- EJERCICIO BREVE
Copia sin ningún cambio todas las líneas de los registros siguientes.

- REGISTROS DADOS
★ ★ ★ ★

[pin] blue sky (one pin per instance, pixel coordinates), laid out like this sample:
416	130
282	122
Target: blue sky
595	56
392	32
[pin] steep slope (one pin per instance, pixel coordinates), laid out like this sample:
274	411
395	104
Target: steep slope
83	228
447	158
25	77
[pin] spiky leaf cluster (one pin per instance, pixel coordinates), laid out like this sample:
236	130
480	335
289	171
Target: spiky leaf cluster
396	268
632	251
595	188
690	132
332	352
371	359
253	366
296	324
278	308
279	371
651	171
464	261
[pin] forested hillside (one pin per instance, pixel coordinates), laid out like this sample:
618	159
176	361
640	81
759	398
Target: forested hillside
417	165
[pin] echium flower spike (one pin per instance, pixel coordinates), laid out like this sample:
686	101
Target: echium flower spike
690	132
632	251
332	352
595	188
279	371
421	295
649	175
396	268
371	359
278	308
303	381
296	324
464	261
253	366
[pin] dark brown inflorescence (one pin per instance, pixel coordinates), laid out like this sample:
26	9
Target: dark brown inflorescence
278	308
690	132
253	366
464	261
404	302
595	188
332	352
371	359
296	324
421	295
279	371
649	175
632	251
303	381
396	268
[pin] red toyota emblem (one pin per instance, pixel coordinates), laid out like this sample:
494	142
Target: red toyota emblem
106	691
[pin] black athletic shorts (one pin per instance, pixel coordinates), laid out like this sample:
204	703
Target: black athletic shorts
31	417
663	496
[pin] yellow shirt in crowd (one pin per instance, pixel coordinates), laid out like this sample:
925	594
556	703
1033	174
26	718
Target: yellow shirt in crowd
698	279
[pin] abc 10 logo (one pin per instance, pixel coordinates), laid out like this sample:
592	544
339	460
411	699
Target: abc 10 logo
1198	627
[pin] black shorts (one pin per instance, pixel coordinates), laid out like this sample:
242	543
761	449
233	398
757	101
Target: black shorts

★ ★ ★ ★

- RESULTADO
[pin] blue sky (one pin per instance, pixel coordinates), laid out like this sample:
416	130
282	122
Target: blue sky
595	56
392	32
[pin] steep slope (one pin per instance, pixel coordinates), laid out like this sample:
274	411
395	104
Target: steep slope
83	228
447	158
25	77
[pin] spiky leaf cluster (one pin per instance, pixel coordinates), laid out like this sample:
236	130
480	335
289	171
Target: spiky leaf cluster
396	268
632	251
595	188
690	132
332	352
371	359
253	366
296	324
278	308
279	371
651	171
464	261
[pin] forested hillside (one pin per instance, pixel coordinates), laid out like this sample:
618	159
176	361
640	81
759	398
Target: forested hillside
417	165
[pin] echium flower spike (one pin per instance, pixel coordinates), laid out like this sample:
686	101
Target: echium flower spike
690	132
632	251
332	352
595	188
279	371
421	295
649	175
396	268
371	359
278	308
303	381
296	324
464	261
253	366
[pin] dark brown inflorescence (one pin per instance, pixel coordinates), laid out like this sample:
26	9
Target: dark brown inflorescence
278	308
690	132
253	366
464	261
404	302
595	188
332	352
371	359
296	324
421	295
279	371
649	175
632	251
303	381
396	268
[pin] red toyota emblem (one pin per instance, pixel coordinates), laid out like this sample:
494	142
Target: red toyota emblem
106	691
[pin] black athletic shorts (one pin per instance, pixel coordinates), laid out like this sample:
204	703
Target: black athletic shorts
31	417
663	496
[pin] yellow shirt in crowd (one pin per instance, pixel coordinates), laid out like this sample:
925	594
556	703
1033	174
26	718
Target: yellow shirt in crowd
698	279
[pin] abc 10 logo (one pin per instance, pixel coordinates), laid out like this sample:
592	544
339	460
411	699
Target: abc 10 logo
1198	627
[pin] black shorts (one pin per instance, pixel coordinates), laid out like this sample:
242	543
761	449
233	398
757	101
Target: black shorts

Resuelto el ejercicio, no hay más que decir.